'''
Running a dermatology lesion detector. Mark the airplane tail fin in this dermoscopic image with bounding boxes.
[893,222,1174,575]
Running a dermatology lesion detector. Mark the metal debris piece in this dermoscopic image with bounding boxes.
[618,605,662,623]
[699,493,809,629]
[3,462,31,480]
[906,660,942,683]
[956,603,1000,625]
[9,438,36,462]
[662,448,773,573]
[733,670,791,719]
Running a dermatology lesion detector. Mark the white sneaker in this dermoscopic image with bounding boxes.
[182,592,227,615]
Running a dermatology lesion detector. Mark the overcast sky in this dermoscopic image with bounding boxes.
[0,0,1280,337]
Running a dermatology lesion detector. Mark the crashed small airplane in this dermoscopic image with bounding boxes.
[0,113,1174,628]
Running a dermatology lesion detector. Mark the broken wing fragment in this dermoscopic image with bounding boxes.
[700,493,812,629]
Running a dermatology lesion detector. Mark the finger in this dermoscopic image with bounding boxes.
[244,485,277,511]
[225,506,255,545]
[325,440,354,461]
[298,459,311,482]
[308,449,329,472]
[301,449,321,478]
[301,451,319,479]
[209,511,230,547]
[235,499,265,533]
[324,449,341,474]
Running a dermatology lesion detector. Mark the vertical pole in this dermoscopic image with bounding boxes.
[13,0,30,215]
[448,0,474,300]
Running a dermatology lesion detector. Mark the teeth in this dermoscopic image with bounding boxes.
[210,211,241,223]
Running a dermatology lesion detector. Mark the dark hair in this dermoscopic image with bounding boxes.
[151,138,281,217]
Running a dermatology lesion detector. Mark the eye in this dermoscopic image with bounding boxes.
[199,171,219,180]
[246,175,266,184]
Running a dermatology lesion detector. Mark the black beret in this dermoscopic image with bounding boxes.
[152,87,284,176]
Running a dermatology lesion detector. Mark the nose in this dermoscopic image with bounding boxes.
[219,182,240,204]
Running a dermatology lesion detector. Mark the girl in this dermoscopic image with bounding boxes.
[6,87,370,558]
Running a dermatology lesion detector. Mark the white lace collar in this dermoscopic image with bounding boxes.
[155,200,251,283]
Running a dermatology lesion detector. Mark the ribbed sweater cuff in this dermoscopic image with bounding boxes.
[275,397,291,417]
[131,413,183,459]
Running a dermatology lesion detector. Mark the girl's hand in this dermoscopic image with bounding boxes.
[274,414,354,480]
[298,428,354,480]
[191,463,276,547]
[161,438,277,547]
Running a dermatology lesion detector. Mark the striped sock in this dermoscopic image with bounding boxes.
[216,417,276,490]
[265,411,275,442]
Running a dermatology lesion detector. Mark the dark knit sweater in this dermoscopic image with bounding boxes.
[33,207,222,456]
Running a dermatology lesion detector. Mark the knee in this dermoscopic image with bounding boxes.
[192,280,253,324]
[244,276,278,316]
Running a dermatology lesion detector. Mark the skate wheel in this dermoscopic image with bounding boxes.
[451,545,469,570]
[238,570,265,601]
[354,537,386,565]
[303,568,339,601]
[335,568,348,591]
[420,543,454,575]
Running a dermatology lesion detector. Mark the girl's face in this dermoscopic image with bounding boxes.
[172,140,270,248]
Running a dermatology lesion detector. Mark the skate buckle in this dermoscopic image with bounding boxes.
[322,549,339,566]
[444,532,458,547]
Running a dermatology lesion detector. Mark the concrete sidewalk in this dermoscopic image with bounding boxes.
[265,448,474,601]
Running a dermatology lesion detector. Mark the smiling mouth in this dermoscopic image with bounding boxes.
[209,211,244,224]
'''
Convert every line of the data above into a Markdown table with the columns Row and Line. Skip any blank lines.

▶ **CORRECT RESULT**:
| Row | Line |
|---|---|
| 1 | Running a dermatology lesion detector. Mark the airplane tail fin in this dermoscopic image with bounding boxes. |
| 2 | [893,222,1174,575] |
| 3 | Running a dermatology lesion detector. Mark the metal debris piece in this dermoscopic image with bounding boxes. |
| 4 | [618,605,662,623] |
| 5 | [699,493,809,629] |
| 6 | [3,462,31,480] |
| 7 | [906,660,942,683] |
| 8 | [956,603,1000,625] |
| 9 | [9,438,36,462] |
| 10 | [662,448,773,573] |
| 11 | [733,670,791,719] |
| 12 | Running a dermatology lesion detector. Mark the white sneaker in this dermoscopic image with bounding boxes. |
| 13 | [182,592,227,615] |
| 14 | Running a dermatology lesion detector. Mark the overcast sky in this dermoscopic image with bounding boxes. |
| 15 | [0,0,1280,337] |
| 16 | Running a dermatology lesion detector. Mark the crashed small airplane in this dermoscopic image with bounding boxes. |
| 17 | [0,113,1174,628] |
| 18 | Running a dermatology lesion detector. Mark the broken wing fragment in this dermoscopic image with bounding boxes. |
| 19 | [700,493,812,629] |
| 20 | Running a dermatology lesion detector. Mark the finger in this dermoscopic image with bounding boxes. |
| 21 | [244,485,277,511] |
| 22 | [225,506,255,545] |
| 23 | [325,440,354,461] |
| 24 | [298,459,311,482] |
| 25 | [308,449,329,472] |
| 26 | [301,449,321,478] |
| 27 | [301,451,319,479] |
| 28 | [209,511,230,547] |
| 29 | [235,499,265,533] |
| 30 | [324,449,341,474] |
| 31 | Running a dermatology lesion detector. Mark the vertical pole in this dermoscopic image with bounding boxes. |
| 32 | [13,0,30,215] |
| 33 | [448,0,474,300] |
| 34 | Running a dermatology lesion detector. Mark the teeth in this dermoscopic image with bounding boxes. |
| 35 | [210,211,241,223] |
| 36 | Running a dermatology lesion detector. Mark the dark hair in this dermoscopic image with bounding boxes. |
| 37 | [151,138,281,217] |
| 38 | Running a dermatology lesion detector. Mark the eye in this dermoscopic image with bounding boxes. |
| 39 | [199,171,219,180] |
| 40 | [246,175,266,184] |
| 41 | Running a dermatology lesion detector. Mark the black beret in this dermoscopic image with bounding boxes. |
| 42 | [152,87,284,176] |
| 43 | Running a dermatology lesion detector. Mark the nose in this dermoscopic image with bounding boxes. |
| 44 | [219,182,240,204] |
| 45 | Running a dermatology lesion detector. Mark the girl in this dermoscopic image with bounding boxes. |
| 46 | [6,87,370,558] |
| 47 | Running a dermatology lesion detector. Mark the white lace collar in this dermoscopic image with bounding boxes. |
| 48 | [155,200,251,283] |
| 49 | Running a dermatology lesion detector. Mark the ribbed sweater cuff in this dermoscopic image with bounding boxes. |
| 50 | [275,397,291,417] |
| 51 | [131,413,183,459] |
| 52 | Running a dermatology lesion detector. Mark the girl's hand in this dermoscopic image with bounding boxes. |
| 53 | [274,414,354,480] |
| 54 | [298,428,354,480] |
| 55 | [191,463,276,547] |
| 56 | [161,438,277,547] |
| 57 | Running a dermatology lesion detector. Mark the striped sock in this dermoscopic image with bounding boxes. |
| 58 | [216,417,276,490] |
| 59 | [265,411,275,442] |
| 60 | Running a dermatology lesion detector. Mark the dark knit sweater in this dermoscopic image with bounding boxes. |
| 61 | [33,207,222,456] |
| 62 | Running a dermatology lesion detector. Mark the knee in this dermoscopic image with bounding boxes. |
| 63 | [192,280,253,324] |
| 64 | [244,276,278,316] |
| 65 | Running a dermatology lesion detector. Mark the skate wheel in this dermoscopic image with bounding boxes. |
| 66 | [451,545,469,570] |
| 67 | [238,570,265,601] |
| 68 | [354,537,386,565] |
| 69 | [303,568,339,601] |
| 70 | [335,568,348,591] |
| 71 | [420,543,454,575] |
| 72 | Running a dermatology lesion detector. Mark the girl's face in this dermoscopic image with bounding boxes. |
| 73 | [172,140,270,248] |
| 74 | Running a dermatology lesion detector. Mark the skate buckle in this dermoscopic image with bounding boxes. |
| 75 | [322,549,339,566] |
| 76 | [444,532,458,547] |
| 77 | Running a dermatology lesion detector. Mark the concrete sidewalk in this dermoscopic image with bounding boxes. |
| 78 | [265,448,474,601] |
| 79 | Running a dermatology lesion detector. Mark the smiling mouth in this dermoscopic image with bounding boxes. |
| 80 | [209,211,244,224] |